__Enunciado__: Reproduce literalmente el fragmento de la noticia sobre las colas en Timanfaya que va desde "Centenares de coches" hasta "los guías turísticos.", ambos incluidos.

━━━ Texto de partida

La Federación Turística cree que la ampliación de horarios en los CACTs evitaría colapsos
Las colas ocasionadas durante la Semana Santa han vuelto a ofrecer la peor imagen de la isla
- Lancelot Digital
La imagen de largas colas en Timanfaya, que ha corrido por las redes como la pólvora, se vivió en torno a las 11 de la mañana del Viernes Santo, pero fue la tónica de prácticamente toda la semana Santa, sobre todo a partir del miércoles pasado. Las Montañas del Fuego fue uno de los principales centros turísticos del Cabildo colapsado.
Centenares de coches o lo que es lo mismo, unas dos horas de espera sufrieron los turistas ávidos en ver el espectacular Parque Nacional de Timanfaya. No había más turista en Semana Santa en Lanzarote que antes de la pandemia, si más colas de coches y un horario de apertura más reducido. A las 15. 45 ya no se dejaba entrar a los visitantes y eso es algo que empeora la situación, según los guías turísticos.
Pero no sólo fue Timanfaya la que se vio colapsada en Semana Santa, también se volvieron a reproducir escenas nada edificantes para la imagen premium de Lanzarote en la Cueva de Los Verdes, donde en las horas punta se formó un auténtico caos. Gracias a la buena disposición de los trabajadores de La Cueva, que se vieron por momentos desbordados, se amortiguó el enfado del turista.

━━━━━━
━━━ Datos del ejercicio

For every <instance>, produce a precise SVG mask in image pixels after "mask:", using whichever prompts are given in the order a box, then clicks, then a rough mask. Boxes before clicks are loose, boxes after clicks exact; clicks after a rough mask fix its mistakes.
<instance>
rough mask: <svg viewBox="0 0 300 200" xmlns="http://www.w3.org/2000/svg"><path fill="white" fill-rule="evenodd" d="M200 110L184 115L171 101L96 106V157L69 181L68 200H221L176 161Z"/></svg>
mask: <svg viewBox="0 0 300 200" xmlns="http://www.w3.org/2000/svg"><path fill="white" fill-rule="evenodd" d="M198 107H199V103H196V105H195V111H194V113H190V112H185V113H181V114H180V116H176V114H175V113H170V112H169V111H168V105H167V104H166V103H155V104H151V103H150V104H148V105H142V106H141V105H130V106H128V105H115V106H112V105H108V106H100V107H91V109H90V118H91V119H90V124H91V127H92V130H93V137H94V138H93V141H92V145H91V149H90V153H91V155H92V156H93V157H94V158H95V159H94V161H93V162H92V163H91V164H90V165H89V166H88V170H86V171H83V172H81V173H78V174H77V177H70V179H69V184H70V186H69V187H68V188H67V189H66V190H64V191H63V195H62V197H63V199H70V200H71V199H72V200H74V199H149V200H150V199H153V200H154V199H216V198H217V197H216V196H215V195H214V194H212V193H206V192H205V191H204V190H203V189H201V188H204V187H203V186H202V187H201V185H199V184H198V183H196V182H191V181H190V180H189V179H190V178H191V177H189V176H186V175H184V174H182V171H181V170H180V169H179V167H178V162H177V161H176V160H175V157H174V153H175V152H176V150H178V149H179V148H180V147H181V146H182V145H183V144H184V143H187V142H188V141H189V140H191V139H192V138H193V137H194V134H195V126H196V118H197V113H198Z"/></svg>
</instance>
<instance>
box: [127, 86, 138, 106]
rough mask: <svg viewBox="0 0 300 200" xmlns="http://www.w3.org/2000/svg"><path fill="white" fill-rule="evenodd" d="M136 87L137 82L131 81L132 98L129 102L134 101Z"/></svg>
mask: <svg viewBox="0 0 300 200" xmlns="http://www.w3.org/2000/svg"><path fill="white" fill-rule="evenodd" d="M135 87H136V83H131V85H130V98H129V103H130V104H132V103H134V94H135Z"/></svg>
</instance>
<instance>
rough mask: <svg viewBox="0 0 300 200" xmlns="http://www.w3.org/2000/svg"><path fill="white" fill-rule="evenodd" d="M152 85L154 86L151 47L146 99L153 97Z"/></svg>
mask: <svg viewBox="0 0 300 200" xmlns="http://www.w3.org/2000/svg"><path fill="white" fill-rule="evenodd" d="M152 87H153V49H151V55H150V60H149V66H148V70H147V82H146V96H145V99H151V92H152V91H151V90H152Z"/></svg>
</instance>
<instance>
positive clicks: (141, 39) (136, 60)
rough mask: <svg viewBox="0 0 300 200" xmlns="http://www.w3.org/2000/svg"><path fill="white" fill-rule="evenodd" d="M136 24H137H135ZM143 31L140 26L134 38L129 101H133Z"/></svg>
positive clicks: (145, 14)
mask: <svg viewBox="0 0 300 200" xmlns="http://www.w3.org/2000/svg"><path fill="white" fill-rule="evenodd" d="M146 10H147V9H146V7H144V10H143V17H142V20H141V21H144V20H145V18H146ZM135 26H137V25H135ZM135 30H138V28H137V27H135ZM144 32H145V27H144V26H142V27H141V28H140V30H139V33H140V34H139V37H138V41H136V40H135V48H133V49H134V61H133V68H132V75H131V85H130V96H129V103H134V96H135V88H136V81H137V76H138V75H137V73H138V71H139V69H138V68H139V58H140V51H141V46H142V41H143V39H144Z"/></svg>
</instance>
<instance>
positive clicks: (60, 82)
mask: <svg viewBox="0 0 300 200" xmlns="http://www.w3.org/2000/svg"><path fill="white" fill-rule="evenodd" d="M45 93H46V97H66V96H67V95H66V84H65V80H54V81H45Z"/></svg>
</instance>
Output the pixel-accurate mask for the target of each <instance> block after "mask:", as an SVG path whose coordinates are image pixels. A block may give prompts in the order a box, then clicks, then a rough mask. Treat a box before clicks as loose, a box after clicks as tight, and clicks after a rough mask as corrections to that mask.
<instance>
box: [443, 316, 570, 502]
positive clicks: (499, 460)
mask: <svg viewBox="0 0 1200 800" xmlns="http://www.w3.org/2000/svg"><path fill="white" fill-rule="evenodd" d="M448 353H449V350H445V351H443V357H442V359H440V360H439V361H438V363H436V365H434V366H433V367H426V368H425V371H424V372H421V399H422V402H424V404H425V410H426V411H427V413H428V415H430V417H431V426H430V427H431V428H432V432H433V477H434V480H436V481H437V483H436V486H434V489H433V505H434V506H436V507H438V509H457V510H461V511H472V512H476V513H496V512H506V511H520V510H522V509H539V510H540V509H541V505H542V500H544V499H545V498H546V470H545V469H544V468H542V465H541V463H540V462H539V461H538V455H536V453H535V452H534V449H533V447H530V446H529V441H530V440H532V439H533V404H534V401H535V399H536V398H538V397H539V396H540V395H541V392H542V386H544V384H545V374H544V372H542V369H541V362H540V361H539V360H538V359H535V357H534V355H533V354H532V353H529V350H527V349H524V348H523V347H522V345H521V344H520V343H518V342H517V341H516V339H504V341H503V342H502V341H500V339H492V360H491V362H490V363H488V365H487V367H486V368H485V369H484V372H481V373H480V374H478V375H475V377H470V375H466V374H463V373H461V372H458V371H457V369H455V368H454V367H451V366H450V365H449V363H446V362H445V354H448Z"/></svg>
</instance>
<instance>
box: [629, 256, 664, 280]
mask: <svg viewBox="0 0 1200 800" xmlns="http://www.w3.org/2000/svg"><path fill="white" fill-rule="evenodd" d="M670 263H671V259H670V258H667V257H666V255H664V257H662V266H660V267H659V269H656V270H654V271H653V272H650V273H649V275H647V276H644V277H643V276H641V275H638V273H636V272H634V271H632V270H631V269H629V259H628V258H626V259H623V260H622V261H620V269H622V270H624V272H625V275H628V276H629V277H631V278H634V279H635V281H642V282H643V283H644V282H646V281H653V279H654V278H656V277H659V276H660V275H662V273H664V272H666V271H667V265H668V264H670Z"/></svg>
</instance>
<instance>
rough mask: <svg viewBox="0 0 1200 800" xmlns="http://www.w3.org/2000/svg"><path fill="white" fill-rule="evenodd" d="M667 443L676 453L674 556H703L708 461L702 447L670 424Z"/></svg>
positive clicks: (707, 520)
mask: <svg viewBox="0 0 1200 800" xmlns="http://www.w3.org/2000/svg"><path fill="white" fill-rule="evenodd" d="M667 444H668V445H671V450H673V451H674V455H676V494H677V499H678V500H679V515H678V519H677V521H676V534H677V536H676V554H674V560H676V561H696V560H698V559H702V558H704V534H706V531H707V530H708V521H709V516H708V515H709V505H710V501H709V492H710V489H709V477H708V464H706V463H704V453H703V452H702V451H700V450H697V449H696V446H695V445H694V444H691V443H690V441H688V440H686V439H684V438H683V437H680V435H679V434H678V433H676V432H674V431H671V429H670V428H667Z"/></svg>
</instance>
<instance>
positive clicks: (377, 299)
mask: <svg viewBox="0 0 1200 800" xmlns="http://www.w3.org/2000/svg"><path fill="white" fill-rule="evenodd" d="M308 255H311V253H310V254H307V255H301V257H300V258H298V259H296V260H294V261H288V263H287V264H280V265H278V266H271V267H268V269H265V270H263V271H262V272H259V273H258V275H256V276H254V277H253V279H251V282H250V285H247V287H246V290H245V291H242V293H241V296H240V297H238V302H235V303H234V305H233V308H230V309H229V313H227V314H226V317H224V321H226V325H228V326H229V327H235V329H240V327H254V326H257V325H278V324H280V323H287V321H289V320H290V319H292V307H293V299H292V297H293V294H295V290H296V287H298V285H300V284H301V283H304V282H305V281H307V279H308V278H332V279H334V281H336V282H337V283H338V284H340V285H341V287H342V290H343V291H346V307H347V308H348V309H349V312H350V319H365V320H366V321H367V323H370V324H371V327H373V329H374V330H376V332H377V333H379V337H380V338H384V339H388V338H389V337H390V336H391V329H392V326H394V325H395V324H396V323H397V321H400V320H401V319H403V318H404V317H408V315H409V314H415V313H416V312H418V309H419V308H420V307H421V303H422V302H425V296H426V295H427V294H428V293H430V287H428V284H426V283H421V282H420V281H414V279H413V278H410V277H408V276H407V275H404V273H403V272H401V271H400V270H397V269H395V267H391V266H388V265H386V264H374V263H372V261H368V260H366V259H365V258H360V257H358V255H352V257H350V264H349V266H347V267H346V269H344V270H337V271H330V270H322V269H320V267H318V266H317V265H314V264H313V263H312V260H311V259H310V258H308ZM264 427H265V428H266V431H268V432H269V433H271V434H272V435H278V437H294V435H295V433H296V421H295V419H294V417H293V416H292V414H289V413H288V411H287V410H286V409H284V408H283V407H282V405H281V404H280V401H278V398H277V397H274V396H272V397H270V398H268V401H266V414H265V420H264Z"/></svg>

━━━━━━

__Solución del ejercicio__:
Centenares de coches o lo que es lo mismo, unas dos horas de espera sufrieron los turistas ávidos en ver el espectacular Parque Nacional de Timanfaya. No había más turista en Semana Santa en Lanzarote que antes de la pandemia, si más colas de coches y un horario de apertura más reducido. A las 15. 45 ya no se dejaba entrar a los visitantes y eso es algo que empeora la situación, según los guías turísticos.